Linear Regression with QR decomposition AND error in predictors?

kaskogsholm · July 9, 2025, 5:57pm

I’m working on modeling a calibration process for spectroscopic measurements of turbidity in microtiter plates. The details aren’t super relevant, but we end up varying both the concentration of a standard, C_{std}, and the well volume, V_w (the volume of the solution loaded into each well) and measuring the absorbance of each well. The absorbance, A increases linearly with both variables under certain circumstances, but the relationship becomes non-linear at very high concentrations and for very long pathlengths (which are produced by very full wells, so a high well volume). So I end up with a polynomial regression with two predictors but significant correlation between the predictors. Here’s an example.

A = \beta_0 +\beta_1 V_w + \beta_2 V_w C_{std} + \beta_3 V_w^2 C_{std} + \beta_4 V_w C_{std}^2

The standard concentrations are prepared by serial dilution, so both the well volume and the standard concentrations have error introduced by the imperfections of the liquid handling robot we use. I have a decent generative model for the dilution error developed for a different purpose.

Long story short, I want to deal with both correlated predictors and measurement error.

I’ve read this part of the user guide, this blog post, and this part of the user guide, but I’m uncertain of the correct way to combine both the QR reparameterization and a model for measurement error into a single, correct program.

Are there any examples of this?

I’m also open to any suggestions for different approaches or suggestions. Polynomial regression is typical in the literature for these types of measurements, but I don’t know if it’s really the best approach.

Available data:
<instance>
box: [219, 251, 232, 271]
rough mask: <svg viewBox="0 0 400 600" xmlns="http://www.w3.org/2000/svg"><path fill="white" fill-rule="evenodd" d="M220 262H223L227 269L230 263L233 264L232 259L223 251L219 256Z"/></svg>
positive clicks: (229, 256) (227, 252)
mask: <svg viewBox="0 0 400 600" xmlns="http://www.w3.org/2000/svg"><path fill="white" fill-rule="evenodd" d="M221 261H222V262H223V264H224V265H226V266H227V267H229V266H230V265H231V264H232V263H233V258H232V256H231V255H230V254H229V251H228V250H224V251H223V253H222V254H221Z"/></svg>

Your tasks:
**1)** Can you duplicate the regression forum post from "Linear Regression with" to "Here’s an example."?
**2)** Could you go on with the regression forum post, starting right after its last sentence?

Answers given:
**1)**
Linear Regression with QR decomposition AND error in predictors?

kaskogsholm · July 9, 2025, 5:57pm

I’m working on modeling a calibration process for spectroscopic measurements of turbidity in microtiter plates. The details aren’t super relevant, but we end up varying both the concentration of a standard, C_{std}, and the well volume, V_w (the volume of the solution loaded into each well) and measuring the absorbance of each well. The absorbance, A increases linearly with both variables under certain circumstances, but the relationship becomes non-linear at very high concentrations and for very long pathlengths (which are produced by very full wells, so a high well volume). So I end up with a polynomial regression with two predictors but significant correlation between the predictors. Here’s an example.

**2)**
caesoma · July 10, 2025, 10:37am

Isn’t what you want a combination of QR regression with error describe by a covariance matrix? If not, it’s not quite clear what is missing.

It’s not completely clear to me what do you mean by “measurement error”, is it that just assuming a gaussian likelihood with fixed variance wouldn’t be a good model?

Is this a model for the correlation between errors? If so, you should be able to multiply that by a fixed variance, use that as a prior for an inferred covariance matrix for you measurement error.

kaskogsholm · July 10, 2025, 12:29pm

I think what I’m missing must be basic enough to be really obvious to the more experienced. Here’s what I get when I try to naively combine the two examples in the user guide:

data {
  int<lower=0> N;   // number of data items
  int<lower=0> K;   // number of predictors
  matrix[N, K] x_meas;   // predictor matrix, but measured
  real<lower=0> tau;     // measurement noise
  vector[N] y;      // outcome vector
}
parameters {
  real alpha;           // intercept
  vector[K] theta;      // coefficients on Q_ast
  real<lower=0> sigma;  // error scale
  matrix[N, K] real x;    // unknown true values for the predictor matrix
}
transformed parameters {
  // Since the unmeasured, true, x is now a parameter, I assume I have to 
  // compute the QR decomposition in the transformed parameters block
  matrix[N, K] Q_ast;
  matrix[K, K] R_ast;
  matrix[K, K] R_ast_inverse;
  // thin and scale the QR decomposition
  Q_ast = qr_thin_Q(x) * sqrt(N - 1);
  R_ast = qr_thin_R(x) / sqrt(N - 1);
  R_ast_inverse = inverse(R_ast);
}
model {
  x_meas ~ normal(x, tau);    // measurement model
  y ~ normal(Q_ast * theta + alpha, sigma);  // data model
}
generated quantities {
  vector[K] beta;
  beta = R_ast_inverse * theta; // coefficients on x
}

Is this correct? And, is it a useful thing to do? If we compute the decomposition in the transformed parameters block, my understanding is that it will be computed pretty frequently, so it may no longer be worth it. Is there something better to do?

I am specifically talking about error between the actual value of an element in the predictor matrix and its “target” or measured value. The model for this variance is more complicated than gaussian noise, but the parameters of the model can be treated as fixed for this example.

To be more explicit, I have a robot that moves liquid samples around, and the error in the volume transferred has been measured. It looks like V_{actual} \sim N(V_{target}, g(V_{target})) where g is a linear function. The coefficient of variation basically ranges from 2-3% for very small volumes to 0.2-0.5% for larger volumes.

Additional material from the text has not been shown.